TEXT:
A small town seven miles away had electricity, so three men from Morrison's community went to talk to the electric company there, called Duke Power. The company offered to extend their power lines out to a main road close to some of the farmers. According to Morrison, the delegation then asked Duke's executives, " 'Will you serve the entire community?' They said, 'No.' And the wealthy farmers living on the road, who could have gotten it, would not accept it. They said, 'If you don't serve the entire community, we won't have it.' "

Instead, Morrison and his neighbors voted for something new, called a rural electric cooperative, owned by its members and jump-started with loans from a newly created federal agency.

The cooperative brought power lines. Electric lights, radios, and indoor plumbing soon followed. "It's almost indescribable," Morrison said, recalling the moment when electricity arrived. "It gave us new visions into what we thought we could do. What we would be able to do."

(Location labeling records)
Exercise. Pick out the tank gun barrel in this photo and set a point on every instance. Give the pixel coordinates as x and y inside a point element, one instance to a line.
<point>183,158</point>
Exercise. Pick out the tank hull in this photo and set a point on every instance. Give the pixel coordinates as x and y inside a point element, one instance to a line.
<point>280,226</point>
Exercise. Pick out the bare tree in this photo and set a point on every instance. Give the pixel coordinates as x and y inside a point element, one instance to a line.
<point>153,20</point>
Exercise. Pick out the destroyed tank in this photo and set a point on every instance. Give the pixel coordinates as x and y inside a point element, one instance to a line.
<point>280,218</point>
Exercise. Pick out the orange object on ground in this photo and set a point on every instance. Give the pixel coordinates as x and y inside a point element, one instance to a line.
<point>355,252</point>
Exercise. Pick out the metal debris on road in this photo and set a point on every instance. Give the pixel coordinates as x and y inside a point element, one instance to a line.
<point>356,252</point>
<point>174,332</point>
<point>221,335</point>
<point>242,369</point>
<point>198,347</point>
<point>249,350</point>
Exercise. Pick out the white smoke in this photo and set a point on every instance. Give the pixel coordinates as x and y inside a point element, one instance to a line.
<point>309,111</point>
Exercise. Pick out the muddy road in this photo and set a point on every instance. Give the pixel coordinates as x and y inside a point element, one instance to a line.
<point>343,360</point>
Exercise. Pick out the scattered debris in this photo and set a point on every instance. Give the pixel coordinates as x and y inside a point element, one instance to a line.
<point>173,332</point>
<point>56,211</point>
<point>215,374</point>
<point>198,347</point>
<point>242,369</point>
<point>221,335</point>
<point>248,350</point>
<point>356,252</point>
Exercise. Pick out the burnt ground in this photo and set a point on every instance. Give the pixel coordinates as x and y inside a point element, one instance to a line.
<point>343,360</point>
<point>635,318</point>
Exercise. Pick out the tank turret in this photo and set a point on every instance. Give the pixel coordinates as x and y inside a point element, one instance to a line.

---

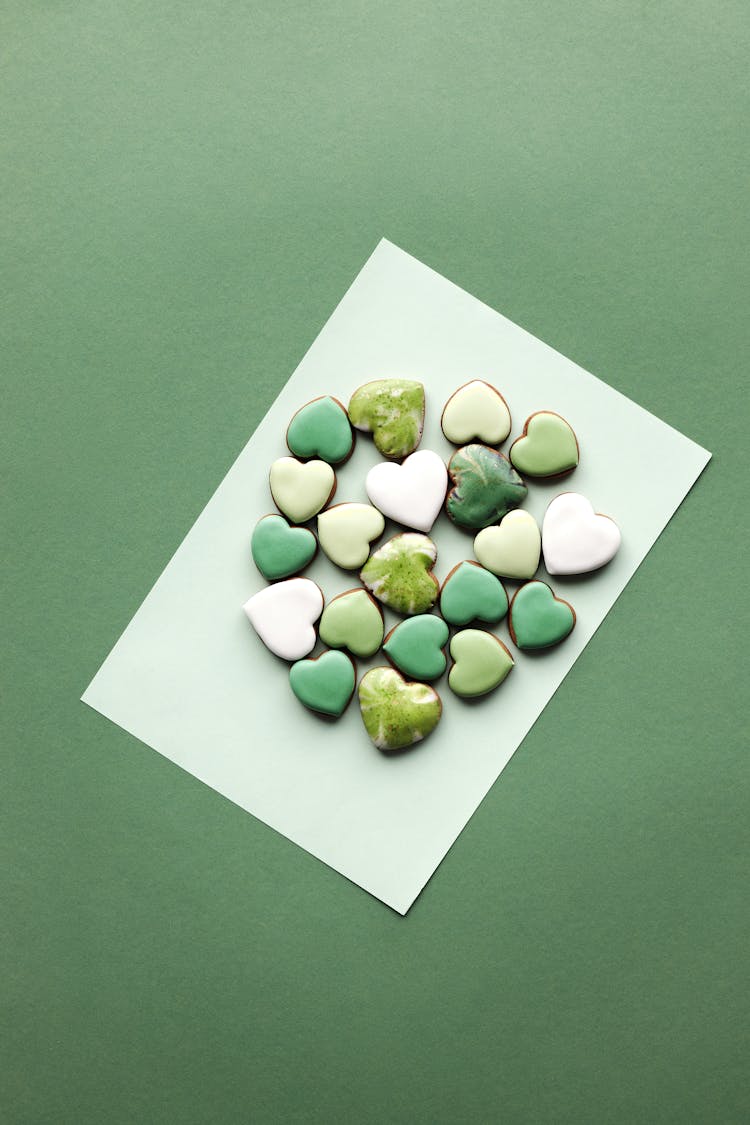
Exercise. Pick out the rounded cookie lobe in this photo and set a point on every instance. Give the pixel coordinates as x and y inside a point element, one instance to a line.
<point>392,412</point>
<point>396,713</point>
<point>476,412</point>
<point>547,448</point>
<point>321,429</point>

TO BE DONE:
(a) List the things the rural electricity passage says soon followed once the cooperative brought power lines.
(b) Transcribe the rural electricity passage from "A small town" up to and including "created federal agency.".
(c) According to the rural electricity passage, how far from Morrison's community was the small town that had electricity?

EXERCISE ANSWERS:
(a) Electric lights, radios, indoor plumbing

(b)
A small town seven miles away had electricity, so three men from Morrison's community went to talk to the electric company there, called Duke Power. The company offered to extend their power lines out to a main road close to some of the farmers. According to Morrison, the delegation then asked Duke's executives, " 'Will you serve the entire community?' They said, 'No.' And the wealthy farmers living on the road, who could have gotten it, would not accept it. They said, 'If you don't serve the entire community, we won't have it.' "

Instead, Morrison and his neighbors voted for something new, called a rural electric cooperative, owned by its members and jump-started with loans from a newly created federal agency.

(c) Seven miles away.